● GOAL OF THE EXERCISE
Within the entries below, how many lines carry the word "blue"? State the number and stop.

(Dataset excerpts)
——
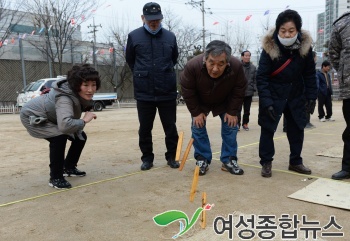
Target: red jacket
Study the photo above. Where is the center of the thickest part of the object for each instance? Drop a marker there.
(203, 94)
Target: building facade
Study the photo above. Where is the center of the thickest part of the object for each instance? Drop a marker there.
(333, 10)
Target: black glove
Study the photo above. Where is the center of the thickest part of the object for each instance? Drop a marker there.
(310, 106)
(271, 113)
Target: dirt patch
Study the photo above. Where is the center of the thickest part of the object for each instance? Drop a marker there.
(117, 201)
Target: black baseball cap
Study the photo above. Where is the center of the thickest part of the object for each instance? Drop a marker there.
(152, 11)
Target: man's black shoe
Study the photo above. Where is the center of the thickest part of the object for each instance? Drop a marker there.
(146, 166)
(59, 183)
(300, 169)
(309, 125)
(74, 172)
(266, 169)
(173, 164)
(232, 167)
(341, 175)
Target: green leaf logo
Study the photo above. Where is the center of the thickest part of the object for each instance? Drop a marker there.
(168, 217)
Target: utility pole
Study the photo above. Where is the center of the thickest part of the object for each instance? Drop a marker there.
(94, 30)
(22, 61)
(201, 4)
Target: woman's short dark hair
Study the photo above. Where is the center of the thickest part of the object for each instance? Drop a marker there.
(217, 47)
(82, 73)
(289, 16)
(246, 51)
(325, 64)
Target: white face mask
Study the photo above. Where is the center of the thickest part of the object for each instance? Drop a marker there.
(287, 41)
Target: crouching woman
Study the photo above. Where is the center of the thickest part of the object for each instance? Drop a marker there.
(56, 117)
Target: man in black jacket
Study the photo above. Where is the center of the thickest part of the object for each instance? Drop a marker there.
(151, 54)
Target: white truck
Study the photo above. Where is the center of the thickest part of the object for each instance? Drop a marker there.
(42, 86)
(101, 100)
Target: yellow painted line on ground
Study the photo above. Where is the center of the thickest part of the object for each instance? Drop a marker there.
(73, 188)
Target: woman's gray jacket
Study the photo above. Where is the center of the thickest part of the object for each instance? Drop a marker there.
(56, 113)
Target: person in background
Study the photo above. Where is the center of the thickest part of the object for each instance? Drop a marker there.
(339, 55)
(308, 114)
(56, 117)
(214, 81)
(286, 82)
(325, 92)
(151, 53)
(250, 74)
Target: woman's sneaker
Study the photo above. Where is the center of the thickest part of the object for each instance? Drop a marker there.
(59, 183)
(232, 167)
(203, 166)
(74, 172)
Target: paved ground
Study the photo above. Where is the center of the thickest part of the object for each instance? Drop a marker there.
(116, 201)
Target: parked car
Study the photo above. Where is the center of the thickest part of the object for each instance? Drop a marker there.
(35, 89)
(21, 98)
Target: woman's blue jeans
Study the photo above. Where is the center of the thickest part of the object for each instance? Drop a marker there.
(201, 142)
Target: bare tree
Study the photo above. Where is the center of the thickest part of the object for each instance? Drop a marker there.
(120, 75)
(56, 22)
(187, 39)
(171, 21)
(10, 16)
(237, 36)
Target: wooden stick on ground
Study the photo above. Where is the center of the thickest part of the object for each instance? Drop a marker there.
(194, 183)
(184, 158)
(179, 146)
(203, 215)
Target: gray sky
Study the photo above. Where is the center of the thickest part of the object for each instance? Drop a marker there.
(127, 13)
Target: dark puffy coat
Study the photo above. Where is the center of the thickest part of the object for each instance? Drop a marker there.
(322, 84)
(152, 59)
(250, 74)
(292, 86)
(204, 94)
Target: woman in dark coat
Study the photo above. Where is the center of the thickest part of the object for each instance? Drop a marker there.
(57, 117)
(286, 83)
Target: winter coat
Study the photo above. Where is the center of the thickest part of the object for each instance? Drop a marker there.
(250, 74)
(322, 83)
(292, 86)
(60, 111)
(339, 53)
(152, 59)
(203, 94)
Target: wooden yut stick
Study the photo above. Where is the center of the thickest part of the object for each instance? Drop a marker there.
(179, 146)
(204, 216)
(194, 183)
(184, 158)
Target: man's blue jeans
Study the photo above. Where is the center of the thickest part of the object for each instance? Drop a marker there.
(202, 145)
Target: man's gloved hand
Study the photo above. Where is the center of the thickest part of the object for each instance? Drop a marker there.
(271, 113)
(310, 106)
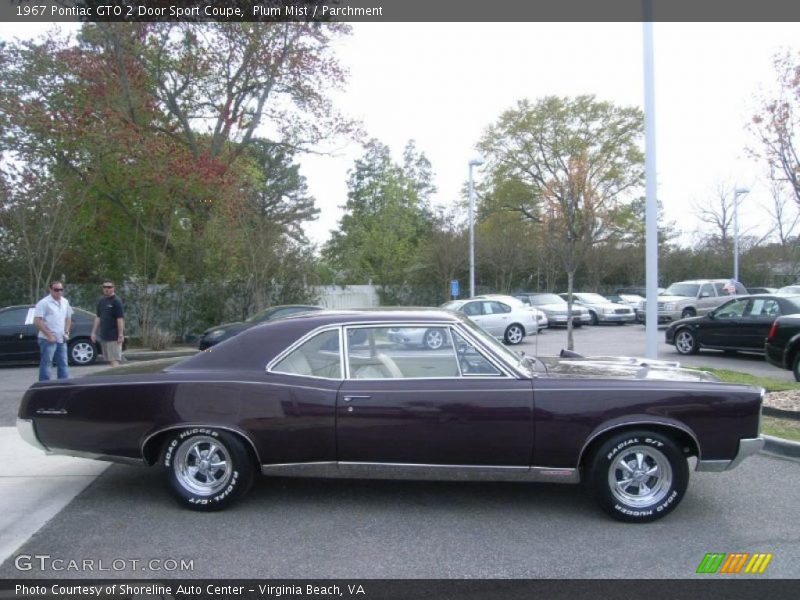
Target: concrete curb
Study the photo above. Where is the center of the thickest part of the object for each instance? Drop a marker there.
(781, 447)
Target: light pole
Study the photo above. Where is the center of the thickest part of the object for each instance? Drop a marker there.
(736, 193)
(475, 162)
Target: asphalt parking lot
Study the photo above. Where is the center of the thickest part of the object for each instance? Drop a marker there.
(311, 528)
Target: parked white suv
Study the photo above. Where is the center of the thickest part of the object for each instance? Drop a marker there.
(694, 298)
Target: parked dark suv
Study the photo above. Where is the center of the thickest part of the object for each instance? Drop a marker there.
(18, 336)
(782, 348)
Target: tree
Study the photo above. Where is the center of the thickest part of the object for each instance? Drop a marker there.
(386, 219)
(577, 159)
(444, 253)
(776, 122)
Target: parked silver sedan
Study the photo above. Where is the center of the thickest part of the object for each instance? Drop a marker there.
(504, 317)
(602, 310)
(556, 308)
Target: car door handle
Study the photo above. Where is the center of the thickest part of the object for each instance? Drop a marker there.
(351, 398)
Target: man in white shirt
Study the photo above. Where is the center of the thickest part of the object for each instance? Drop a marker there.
(53, 318)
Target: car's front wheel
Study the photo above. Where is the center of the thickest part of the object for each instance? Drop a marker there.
(514, 334)
(81, 352)
(433, 339)
(686, 342)
(639, 476)
(207, 468)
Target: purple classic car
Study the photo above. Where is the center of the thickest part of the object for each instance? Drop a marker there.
(330, 394)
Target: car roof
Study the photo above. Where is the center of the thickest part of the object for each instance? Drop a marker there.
(256, 346)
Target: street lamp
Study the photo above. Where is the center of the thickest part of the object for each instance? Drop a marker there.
(475, 162)
(736, 193)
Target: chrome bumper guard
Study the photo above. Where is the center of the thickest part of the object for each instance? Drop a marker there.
(27, 432)
(747, 447)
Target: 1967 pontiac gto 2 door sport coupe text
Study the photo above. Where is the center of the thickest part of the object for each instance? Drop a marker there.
(329, 394)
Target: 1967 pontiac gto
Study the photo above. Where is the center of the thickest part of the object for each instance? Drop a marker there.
(329, 394)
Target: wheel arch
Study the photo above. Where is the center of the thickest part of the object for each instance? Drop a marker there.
(683, 436)
(153, 444)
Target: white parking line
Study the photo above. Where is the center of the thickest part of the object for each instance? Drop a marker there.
(35, 487)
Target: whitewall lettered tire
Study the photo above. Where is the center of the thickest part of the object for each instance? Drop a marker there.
(207, 468)
(638, 476)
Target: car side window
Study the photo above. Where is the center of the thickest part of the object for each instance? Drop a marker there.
(317, 357)
(500, 308)
(394, 353)
(731, 310)
(472, 309)
(765, 307)
(471, 362)
(15, 316)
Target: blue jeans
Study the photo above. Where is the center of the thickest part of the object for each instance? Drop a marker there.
(47, 351)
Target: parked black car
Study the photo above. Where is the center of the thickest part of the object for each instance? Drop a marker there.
(215, 335)
(782, 348)
(18, 336)
(741, 324)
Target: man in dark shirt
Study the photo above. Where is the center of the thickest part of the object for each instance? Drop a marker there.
(111, 321)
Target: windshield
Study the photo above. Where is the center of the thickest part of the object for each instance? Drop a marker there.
(683, 289)
(546, 299)
(592, 298)
(508, 355)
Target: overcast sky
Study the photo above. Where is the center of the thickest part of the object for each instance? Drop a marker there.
(442, 84)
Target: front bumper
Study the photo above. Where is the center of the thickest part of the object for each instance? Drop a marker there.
(747, 447)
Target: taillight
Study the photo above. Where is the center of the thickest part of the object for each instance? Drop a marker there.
(773, 330)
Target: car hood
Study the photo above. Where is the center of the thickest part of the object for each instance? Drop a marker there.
(562, 307)
(622, 367)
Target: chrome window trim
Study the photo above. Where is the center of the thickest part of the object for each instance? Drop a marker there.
(294, 346)
(487, 354)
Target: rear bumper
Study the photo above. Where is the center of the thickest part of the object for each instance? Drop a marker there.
(775, 356)
(27, 432)
(626, 318)
(747, 447)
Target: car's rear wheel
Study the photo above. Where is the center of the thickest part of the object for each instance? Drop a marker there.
(81, 352)
(638, 476)
(208, 469)
(686, 342)
(514, 334)
(433, 339)
(796, 367)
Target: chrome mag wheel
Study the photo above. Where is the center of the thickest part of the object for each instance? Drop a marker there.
(640, 477)
(203, 466)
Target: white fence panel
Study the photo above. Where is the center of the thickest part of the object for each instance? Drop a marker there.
(350, 296)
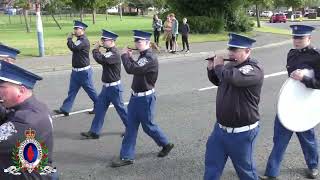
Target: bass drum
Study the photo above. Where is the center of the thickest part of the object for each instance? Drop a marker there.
(298, 106)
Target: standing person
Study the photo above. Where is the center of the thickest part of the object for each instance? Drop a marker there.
(27, 128)
(167, 36)
(141, 108)
(7, 54)
(239, 86)
(112, 89)
(185, 30)
(156, 25)
(82, 72)
(174, 32)
(302, 56)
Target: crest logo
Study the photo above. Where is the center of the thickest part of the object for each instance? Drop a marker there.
(30, 155)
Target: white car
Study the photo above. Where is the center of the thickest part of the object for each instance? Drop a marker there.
(266, 14)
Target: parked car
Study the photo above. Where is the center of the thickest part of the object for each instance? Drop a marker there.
(250, 12)
(306, 13)
(278, 17)
(266, 14)
(297, 14)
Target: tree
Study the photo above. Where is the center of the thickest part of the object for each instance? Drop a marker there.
(95, 4)
(258, 4)
(159, 4)
(140, 4)
(25, 5)
(52, 6)
(294, 3)
(81, 5)
(230, 13)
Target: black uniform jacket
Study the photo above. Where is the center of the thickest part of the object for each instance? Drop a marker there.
(144, 70)
(80, 51)
(238, 96)
(111, 64)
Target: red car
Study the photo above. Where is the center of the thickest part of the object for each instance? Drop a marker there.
(278, 18)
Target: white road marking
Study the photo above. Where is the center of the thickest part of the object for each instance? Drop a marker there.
(81, 111)
(265, 76)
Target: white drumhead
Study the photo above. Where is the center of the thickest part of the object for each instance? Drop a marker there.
(298, 106)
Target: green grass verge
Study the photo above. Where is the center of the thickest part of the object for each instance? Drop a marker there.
(14, 34)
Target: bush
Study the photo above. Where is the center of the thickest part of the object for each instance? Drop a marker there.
(239, 22)
(203, 24)
(125, 14)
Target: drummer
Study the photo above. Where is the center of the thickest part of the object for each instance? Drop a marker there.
(303, 56)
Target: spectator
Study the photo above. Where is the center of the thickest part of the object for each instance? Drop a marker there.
(174, 31)
(185, 33)
(156, 25)
(167, 33)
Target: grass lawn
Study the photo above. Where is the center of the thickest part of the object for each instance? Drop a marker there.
(15, 34)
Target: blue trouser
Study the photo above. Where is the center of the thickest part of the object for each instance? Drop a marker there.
(238, 146)
(111, 94)
(141, 110)
(281, 139)
(77, 80)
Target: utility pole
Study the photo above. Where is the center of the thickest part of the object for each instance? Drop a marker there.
(39, 30)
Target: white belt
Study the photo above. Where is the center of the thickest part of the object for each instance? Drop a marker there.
(239, 129)
(81, 69)
(112, 84)
(146, 93)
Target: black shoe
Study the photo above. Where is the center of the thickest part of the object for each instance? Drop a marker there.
(313, 173)
(89, 135)
(58, 111)
(121, 162)
(122, 134)
(91, 112)
(165, 150)
(262, 177)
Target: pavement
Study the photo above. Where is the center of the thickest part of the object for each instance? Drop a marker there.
(185, 111)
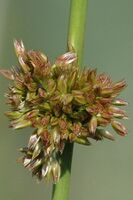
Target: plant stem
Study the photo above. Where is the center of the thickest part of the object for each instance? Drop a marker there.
(75, 41)
(61, 189)
(77, 26)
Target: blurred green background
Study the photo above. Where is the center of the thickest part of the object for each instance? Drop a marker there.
(104, 170)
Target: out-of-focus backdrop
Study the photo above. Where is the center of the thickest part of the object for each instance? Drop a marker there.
(104, 170)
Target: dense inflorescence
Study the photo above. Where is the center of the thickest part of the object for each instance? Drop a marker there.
(63, 104)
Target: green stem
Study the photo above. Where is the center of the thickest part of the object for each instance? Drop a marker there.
(77, 27)
(61, 189)
(75, 41)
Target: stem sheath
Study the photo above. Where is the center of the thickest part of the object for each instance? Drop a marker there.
(76, 32)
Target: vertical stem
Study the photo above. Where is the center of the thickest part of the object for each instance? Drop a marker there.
(75, 40)
(61, 189)
(77, 26)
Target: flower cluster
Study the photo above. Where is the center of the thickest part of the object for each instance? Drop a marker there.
(63, 104)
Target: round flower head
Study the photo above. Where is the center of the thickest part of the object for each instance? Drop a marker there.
(63, 104)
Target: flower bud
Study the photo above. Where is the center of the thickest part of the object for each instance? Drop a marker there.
(119, 128)
(93, 124)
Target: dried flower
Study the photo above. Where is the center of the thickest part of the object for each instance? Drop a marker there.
(63, 104)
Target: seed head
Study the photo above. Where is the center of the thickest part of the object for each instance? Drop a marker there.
(63, 104)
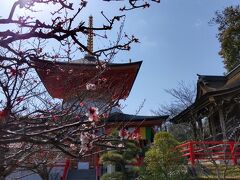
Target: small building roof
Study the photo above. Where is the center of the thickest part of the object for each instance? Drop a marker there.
(209, 89)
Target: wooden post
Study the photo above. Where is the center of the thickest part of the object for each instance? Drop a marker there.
(222, 123)
(191, 153)
(232, 150)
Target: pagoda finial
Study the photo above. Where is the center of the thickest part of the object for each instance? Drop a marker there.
(90, 36)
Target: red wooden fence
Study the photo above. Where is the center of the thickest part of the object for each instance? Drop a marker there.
(211, 150)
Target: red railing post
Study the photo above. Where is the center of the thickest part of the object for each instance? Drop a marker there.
(191, 153)
(232, 150)
(65, 171)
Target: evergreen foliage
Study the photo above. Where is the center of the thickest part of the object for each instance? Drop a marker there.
(229, 35)
(121, 159)
(163, 161)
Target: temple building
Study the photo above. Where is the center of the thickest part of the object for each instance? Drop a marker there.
(215, 113)
(97, 83)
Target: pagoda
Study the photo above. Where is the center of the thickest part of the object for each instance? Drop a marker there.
(97, 82)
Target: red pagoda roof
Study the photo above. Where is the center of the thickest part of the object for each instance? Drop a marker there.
(65, 80)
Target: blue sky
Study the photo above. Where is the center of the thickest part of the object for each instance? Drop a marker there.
(177, 43)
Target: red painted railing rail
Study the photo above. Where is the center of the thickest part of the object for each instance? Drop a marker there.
——
● TASK RESULT
5